• KUTIPAN DOKUMEN

Kebudayaan "Hawa Nafsu"
Kebudayaan "Hawa Nafsu"
Aku berbicara lewat pakaianku (Dick Hebdige) Kalimat di atas
mewakili apa yang tengah terjadi di sekeliling kita. Nabi saw. mengkritik pola
hidup demikian dengan sabdanya,” Celaka hamba dirham, celaka hamba dinar,
celaka hamba pakaian.” Kita tengah dibelit jaring-jaring konsumerisme yang
sedemikian menggurita. Ikuti artikel berikut ini!
DALAM
kehidupan modern dewasa ini ketika semangat kapitalisme telah menjelma menjadi
semacam jaring yang mengepung segala tindakan dan perilaku manusia, praktik
konsumsi tidak lagi dipahami hanya sekadar memenuhi kebutuhan dasar manusia,
tetapi juga dimengerti sebagai urusan yang berhubungan erat dengan pemuasan
unsur-unsur simbolik manusia. Dalam pengertian ini, konsumsi akhirnya menjadi
tanda yang dipelintir artinya bagi peningkatan status, prestise, kelas, dan
simbol sosial tertentu. Kegiatan berbelanja di Mal, makan di restoran yang
menyediakan makanan cepat saji, kursus kepribadian dan berpakaian adalah contoh
kecil bahwa aspek kepemilikan/memiliki apa pun yang serbabaru dan canggih pada
dasarnya bukan untuk pemenuhan kebutuhan dasar.
Pengertian
konsumsi yang absurd ini dalam kehidupan modern menjadi arena sosial yang
menyedot dan menarik minat energi pelampiasan. Ia menjelma menjadi medan kesadaran yang
harus segera dipenuhi dan dipuaskan kebutuhannya. Identitas diri di hadapan
lingkungan sosial yang demikian diperebutkan dan dibentuk oleh produk-produk
rayuan melalui citra-citra tertentu yang ditawarkan lewat berbagai media massa : Supaya Anda kelihatan
jantan dan macho Anda harus mengisap rokok tertentu. Supaya perempuan kelihatan
cantik, pergunakanlah kosmetik merek tertentu. Agar Anda dikategorikan sebagai
manusia yang tidak ketinggalan zaman, milikilah atribut artis yang lagi ngetop!

• DATA ITEM
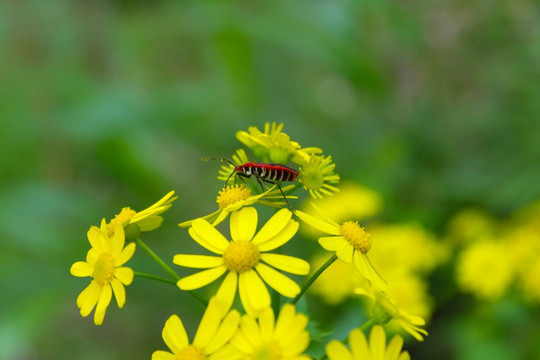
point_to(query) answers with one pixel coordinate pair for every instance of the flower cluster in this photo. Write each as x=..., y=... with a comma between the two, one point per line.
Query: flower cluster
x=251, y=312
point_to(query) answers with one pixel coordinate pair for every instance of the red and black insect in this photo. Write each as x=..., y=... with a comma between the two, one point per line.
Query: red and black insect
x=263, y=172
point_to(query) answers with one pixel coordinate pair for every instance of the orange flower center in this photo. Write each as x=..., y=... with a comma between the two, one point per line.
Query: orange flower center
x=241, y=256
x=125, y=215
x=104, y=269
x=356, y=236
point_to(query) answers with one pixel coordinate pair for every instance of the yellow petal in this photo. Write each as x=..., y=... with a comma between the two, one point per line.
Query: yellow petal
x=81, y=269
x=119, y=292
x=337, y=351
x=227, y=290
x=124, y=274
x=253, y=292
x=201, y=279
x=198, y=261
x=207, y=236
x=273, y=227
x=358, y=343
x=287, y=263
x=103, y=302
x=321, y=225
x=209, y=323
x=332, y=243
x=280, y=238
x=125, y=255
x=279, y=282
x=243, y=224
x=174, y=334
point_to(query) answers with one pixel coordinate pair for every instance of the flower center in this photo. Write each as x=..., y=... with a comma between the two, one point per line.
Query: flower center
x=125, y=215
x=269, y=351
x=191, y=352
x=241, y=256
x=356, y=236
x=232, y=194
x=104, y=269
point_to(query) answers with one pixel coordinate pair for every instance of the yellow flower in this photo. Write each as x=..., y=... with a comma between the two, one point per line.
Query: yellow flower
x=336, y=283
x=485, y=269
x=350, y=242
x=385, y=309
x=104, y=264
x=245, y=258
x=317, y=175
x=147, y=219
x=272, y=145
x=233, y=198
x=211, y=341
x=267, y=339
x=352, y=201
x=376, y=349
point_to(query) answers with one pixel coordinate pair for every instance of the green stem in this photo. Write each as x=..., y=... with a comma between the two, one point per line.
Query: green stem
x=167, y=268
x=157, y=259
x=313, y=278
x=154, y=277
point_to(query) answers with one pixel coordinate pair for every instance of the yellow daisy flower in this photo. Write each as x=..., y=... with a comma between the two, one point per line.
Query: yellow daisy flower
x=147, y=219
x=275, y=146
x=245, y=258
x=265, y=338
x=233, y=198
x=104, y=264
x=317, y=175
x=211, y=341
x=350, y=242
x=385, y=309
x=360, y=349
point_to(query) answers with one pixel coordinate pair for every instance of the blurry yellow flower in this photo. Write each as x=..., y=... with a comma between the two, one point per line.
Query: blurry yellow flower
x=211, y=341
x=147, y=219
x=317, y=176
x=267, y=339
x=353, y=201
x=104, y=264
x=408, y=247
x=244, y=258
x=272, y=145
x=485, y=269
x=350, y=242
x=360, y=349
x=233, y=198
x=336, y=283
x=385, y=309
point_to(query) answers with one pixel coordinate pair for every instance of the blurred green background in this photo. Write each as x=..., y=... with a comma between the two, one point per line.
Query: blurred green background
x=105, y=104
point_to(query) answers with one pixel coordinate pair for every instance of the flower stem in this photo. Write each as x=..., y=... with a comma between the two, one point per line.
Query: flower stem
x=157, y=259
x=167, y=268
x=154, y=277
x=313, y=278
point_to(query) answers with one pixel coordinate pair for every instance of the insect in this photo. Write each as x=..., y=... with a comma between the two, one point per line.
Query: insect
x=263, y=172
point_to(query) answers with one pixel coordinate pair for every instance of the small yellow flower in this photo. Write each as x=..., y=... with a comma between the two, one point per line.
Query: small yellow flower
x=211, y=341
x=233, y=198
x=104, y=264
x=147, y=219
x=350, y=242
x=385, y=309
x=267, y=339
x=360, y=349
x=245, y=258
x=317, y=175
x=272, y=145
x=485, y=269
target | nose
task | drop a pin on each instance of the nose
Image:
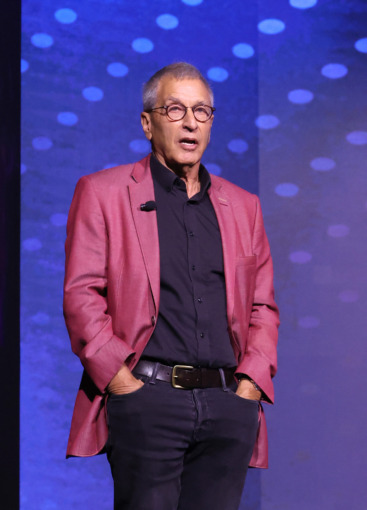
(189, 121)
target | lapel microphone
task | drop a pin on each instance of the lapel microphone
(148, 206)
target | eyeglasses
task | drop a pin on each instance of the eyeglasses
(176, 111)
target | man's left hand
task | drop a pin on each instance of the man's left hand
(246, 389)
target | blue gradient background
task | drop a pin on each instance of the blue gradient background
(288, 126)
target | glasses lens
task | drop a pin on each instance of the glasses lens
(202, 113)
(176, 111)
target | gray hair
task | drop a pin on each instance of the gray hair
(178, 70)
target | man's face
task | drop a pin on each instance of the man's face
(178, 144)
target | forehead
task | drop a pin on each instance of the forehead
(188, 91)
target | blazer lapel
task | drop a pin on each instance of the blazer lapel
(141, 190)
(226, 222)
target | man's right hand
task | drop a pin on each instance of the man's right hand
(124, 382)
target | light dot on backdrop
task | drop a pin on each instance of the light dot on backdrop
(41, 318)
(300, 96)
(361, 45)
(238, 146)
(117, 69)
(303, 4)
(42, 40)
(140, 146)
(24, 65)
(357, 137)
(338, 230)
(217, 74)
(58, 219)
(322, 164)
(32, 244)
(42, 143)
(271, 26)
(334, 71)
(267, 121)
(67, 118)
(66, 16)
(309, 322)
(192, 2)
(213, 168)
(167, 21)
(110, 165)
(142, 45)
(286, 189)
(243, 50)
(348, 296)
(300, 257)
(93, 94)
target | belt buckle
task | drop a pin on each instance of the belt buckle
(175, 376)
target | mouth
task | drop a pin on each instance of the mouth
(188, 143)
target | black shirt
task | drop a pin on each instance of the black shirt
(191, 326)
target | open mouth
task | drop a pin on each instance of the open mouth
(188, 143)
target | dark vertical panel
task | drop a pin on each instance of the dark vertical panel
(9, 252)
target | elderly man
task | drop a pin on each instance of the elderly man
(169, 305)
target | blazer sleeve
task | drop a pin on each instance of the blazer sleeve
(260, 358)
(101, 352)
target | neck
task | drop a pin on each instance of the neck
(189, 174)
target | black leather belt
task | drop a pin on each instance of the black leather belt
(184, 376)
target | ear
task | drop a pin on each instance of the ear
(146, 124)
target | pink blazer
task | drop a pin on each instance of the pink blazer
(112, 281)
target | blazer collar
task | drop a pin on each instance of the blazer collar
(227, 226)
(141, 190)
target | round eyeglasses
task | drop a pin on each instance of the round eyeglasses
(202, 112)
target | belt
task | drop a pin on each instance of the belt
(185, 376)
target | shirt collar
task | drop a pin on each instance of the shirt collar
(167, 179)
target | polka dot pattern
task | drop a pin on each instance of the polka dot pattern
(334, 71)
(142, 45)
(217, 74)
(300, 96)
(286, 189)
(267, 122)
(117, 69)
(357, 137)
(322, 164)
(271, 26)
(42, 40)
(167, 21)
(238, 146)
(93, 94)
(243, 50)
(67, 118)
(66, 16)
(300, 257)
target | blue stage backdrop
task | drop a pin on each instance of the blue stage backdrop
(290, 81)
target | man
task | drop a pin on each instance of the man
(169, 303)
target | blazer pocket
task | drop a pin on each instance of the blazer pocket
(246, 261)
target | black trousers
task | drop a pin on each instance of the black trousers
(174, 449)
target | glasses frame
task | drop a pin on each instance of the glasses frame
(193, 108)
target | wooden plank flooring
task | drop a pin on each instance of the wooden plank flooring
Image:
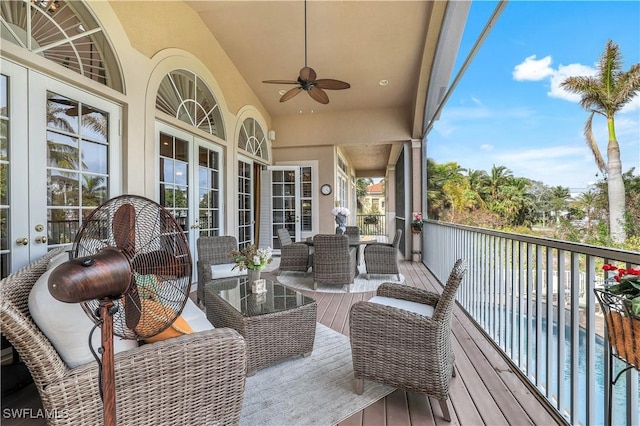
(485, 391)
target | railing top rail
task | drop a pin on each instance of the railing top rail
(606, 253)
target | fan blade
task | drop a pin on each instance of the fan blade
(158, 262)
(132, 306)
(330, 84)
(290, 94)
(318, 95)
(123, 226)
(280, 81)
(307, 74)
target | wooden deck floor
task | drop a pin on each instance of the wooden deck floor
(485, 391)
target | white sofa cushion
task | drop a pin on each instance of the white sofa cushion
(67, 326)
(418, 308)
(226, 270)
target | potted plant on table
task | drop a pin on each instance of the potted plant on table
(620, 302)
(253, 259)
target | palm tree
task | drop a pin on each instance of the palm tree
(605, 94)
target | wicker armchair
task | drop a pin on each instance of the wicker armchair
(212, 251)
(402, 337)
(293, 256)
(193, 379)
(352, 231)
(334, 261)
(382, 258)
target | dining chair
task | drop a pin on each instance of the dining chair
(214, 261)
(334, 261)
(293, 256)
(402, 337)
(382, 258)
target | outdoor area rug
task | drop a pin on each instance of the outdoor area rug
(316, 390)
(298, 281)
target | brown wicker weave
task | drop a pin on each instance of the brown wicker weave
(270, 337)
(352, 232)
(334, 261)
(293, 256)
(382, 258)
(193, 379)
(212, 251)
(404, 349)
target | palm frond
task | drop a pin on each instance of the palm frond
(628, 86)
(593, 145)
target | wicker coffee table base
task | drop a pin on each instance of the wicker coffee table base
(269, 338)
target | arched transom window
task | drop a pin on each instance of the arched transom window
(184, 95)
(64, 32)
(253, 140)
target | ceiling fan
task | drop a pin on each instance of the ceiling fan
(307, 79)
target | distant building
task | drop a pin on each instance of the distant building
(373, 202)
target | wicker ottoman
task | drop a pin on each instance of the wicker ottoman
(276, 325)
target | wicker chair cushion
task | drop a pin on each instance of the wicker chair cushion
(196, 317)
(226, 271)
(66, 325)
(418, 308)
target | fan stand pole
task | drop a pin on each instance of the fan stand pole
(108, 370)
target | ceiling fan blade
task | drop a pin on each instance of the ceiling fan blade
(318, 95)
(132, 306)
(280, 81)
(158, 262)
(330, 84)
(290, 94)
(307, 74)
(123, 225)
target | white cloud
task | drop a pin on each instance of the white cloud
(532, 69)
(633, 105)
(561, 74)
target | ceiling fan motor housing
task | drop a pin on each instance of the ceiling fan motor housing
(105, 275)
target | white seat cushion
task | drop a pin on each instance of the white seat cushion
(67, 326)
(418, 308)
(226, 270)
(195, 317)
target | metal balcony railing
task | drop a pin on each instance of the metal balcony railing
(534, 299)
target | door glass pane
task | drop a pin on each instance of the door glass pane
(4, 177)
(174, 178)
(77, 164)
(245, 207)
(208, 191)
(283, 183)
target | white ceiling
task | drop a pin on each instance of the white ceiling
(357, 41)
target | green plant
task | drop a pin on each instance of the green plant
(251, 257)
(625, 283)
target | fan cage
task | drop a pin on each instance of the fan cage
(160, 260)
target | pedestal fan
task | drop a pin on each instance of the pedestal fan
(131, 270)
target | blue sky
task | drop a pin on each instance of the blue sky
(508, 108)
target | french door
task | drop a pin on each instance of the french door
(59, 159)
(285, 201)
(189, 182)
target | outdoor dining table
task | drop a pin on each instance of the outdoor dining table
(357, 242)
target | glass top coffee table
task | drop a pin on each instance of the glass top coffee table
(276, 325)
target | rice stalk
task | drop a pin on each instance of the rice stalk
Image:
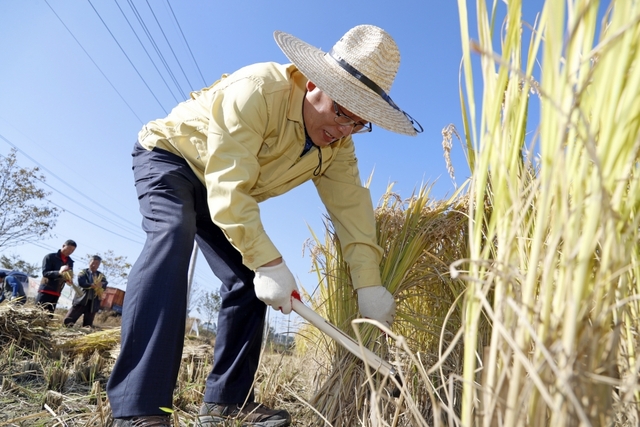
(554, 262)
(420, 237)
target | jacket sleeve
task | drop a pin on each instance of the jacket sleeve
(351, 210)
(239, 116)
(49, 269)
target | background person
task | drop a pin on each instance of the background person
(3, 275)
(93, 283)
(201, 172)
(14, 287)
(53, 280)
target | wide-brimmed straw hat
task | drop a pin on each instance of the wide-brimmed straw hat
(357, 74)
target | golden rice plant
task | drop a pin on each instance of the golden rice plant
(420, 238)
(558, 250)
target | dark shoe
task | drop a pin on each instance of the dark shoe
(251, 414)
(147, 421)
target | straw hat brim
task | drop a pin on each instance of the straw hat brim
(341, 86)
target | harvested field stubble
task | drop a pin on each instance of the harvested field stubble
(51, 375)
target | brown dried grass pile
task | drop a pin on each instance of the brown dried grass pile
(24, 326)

• SOAL LATIHAN A
Perbarui bagian kutipan dokumen tentang konsumerisme yang diawali kata-kata "Aku berbicara lewat" dan diakhiri "artikel berikut ini!", dengan mengganti "menggurita" menjadi "merajalela".
• SOAL LATIHAN B
Lanjutkan kutipan dokumen tentang konsumerisme dan kebudayaan "hawa nafsu" mulai sesudah kalimat terakhirnya.

• JAWABAN LATIHAN A
Aku berbicara lewat pakaianku (Dick Hebdige) Kalimat di atas
mewakili apa yang tengah terjadi di sekeliling kita. Nabi saw. mengkritik pola
hidup demikian dengan sabdanya,” Celaka hamba dirham, celaka hamba dinar,
celaka hamba pakaian.” Kita tengah dibelit jaring-jaring konsumerisme yang
sedemikian merajalela. Ikuti artikel berikut ini!

• JAWABAN LATIHAN B
Manusia
modern adalah manusia yang dahaga karenanya mereka sangat bernafsu untuk
memburu segala sesuatu yang berhubungan dengan prestise dan upaya peningkatan
status sosial. Membanjirnya produk-produk yang menawarkan pembentukan citra
diri melalui seni bujuk rayu media massa
bukan meredakan gairah, tapi malah semakin memacu semangat dan prinsip untuk
secepat mungkin menggerakkan tungkai menjadi manusia modern. Faktanya, usaha
manusia modern untuk senantiasa berpacu dalam memenuhi segala hasratnya malah
menimbulkan tegangan dan dorongan baru yang harus dikejar dan dipenuhi yaitu
"keinginan".
Keinginan
adalah sesuatu yang paradoks: setelah suatu keinginan terpenuhi, timbul
keinginan lain untuk segera diselesaikan dan dipenuhi hajatnya. Namun, dalam
kerangka kehidupan modern, keinginan haruslah menjadi sesuatu yang tak berujung
dan harus selalu diposisikan sebagai pesona yang dapat menyedot hasrat.
Alasannya, dengan cara inilah kapitalisme dapat memelihara dan menjaga
kelanggengan hidup seluruh produknya.
***
DALAM tilikan kesadaran agama, yang memprioritaskan kebersahajaan dan yang
menganjurkan hidup tidak berlebihan, logika kapitalisme yang mengemas pemuasan
hawa nafsu sebagai dalil yang tak tergugat, telah dengan sungguh-sungguh ikut
terlibat untuk mengalihkan arah setiap usaha pencarian manusia dari nilai-nilai
transendental, spiritual, moral, menuju pencarian identitas yang melulu ditakar
berdasarkan hubungan-hubungan kekuasaan, kesenangan, dan rayuan.
Logikanya adalah jika segala hawa nafsu disalurkan demi pemenuhan kenikmatan,
ia dapat menjadi semacam dinamo yang pengoperasiannya bisa dilakukan menjadi
tanpa batas sehingga akhirnya ia menjelma menjadi sesuatu yang tidak realistis
dan membahayakan eksistensi manusia itu sendiri. Oleh karena itu, sangatlah
wajar jika kaum sufi, misalnya, memandang manusia modern sebagai manusia yang
dibutakan matanya yang hanya tertarik pada kulit ketimbang terpesona untuk
mencari dan menemukan isi.
"Apakah engkau tidak
perhatikan orang yang telah menjadikan hawa nafsu sebagai tuhannya. Apakah
engkau akan dapat menjadi pelindungnya. Atau apakah engkau mengira bahwa
kebanyakan mereka itu mendengar atau memehami? Mereka itu hanyalah seperti
binatang ternak bahkan lebih sesat lagi." Qs. Al Furqan:
43-44)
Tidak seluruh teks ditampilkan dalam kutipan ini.